++++ PROVIDED MATERIAL

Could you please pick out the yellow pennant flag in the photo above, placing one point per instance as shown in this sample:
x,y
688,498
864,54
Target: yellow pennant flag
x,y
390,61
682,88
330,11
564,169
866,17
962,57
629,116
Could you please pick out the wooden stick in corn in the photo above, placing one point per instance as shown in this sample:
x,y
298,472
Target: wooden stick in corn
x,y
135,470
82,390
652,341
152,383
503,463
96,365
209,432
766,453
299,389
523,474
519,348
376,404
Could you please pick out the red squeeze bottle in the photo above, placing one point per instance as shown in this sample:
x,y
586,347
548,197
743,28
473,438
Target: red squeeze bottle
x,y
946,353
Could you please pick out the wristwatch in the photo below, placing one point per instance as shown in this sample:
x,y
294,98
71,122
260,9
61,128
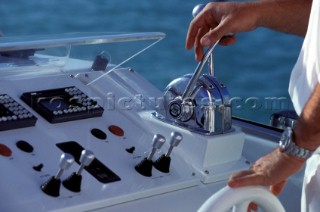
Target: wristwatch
x,y
288,146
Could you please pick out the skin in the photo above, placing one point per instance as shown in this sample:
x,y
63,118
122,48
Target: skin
x,y
220,19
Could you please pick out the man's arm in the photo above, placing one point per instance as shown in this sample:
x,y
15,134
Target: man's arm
x,y
219,19
307,130
276,167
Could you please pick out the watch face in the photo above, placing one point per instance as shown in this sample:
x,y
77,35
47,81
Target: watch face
x,y
284,141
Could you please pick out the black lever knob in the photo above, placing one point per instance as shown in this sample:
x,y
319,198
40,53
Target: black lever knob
x,y
73,182
52,186
163,162
145,166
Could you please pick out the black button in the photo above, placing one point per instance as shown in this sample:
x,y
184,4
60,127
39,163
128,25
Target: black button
x,y
24,146
38,167
99,134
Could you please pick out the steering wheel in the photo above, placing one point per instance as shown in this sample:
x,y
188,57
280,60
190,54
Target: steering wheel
x,y
239,199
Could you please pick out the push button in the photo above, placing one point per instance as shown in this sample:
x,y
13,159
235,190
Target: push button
x,y
24,146
5,151
116,130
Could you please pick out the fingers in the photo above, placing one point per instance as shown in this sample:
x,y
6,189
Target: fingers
x,y
246,178
252,207
277,188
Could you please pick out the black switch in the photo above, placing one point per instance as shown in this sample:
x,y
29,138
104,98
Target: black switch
x,y
24,146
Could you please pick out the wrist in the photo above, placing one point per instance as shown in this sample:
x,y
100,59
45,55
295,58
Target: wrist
x,y
288,146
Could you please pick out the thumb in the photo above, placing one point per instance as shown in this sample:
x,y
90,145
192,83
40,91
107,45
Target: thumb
x,y
277,188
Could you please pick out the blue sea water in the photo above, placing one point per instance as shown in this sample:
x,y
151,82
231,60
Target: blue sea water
x,y
256,68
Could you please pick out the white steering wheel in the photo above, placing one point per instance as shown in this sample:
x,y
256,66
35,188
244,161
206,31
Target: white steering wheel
x,y
239,199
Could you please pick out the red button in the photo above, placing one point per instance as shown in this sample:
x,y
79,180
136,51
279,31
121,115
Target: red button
x,y
116,130
5,151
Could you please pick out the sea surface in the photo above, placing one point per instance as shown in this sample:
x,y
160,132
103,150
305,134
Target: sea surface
x,y
256,69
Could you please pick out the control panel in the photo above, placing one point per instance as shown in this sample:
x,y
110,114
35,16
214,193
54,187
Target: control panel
x,y
66,144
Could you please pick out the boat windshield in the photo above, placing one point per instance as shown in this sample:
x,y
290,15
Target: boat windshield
x,y
35,55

++++++++

** SET EXERCISE **
Lines from the one containing "Could you please pick out the sea" through the final line are to be given again verbatim, with nothing before or after.

** SOLUTION BELOW **
Could you please pick out the sea surface in the photo above, placing one point per instance as shown in this sample:
x,y
160,132
103,150
305,134
Target: sea surface
x,y
256,69
Could you please pick out the control panel in the photo above, placing one point per instance as shown in this sample:
x,y
110,114
35,16
214,193
54,187
Target: control panel
x,y
66,144
Could you please pick out the boat windshield in the photo above, placing one point per instance as shown in this sample:
x,y
290,15
Target: boat windshield
x,y
35,55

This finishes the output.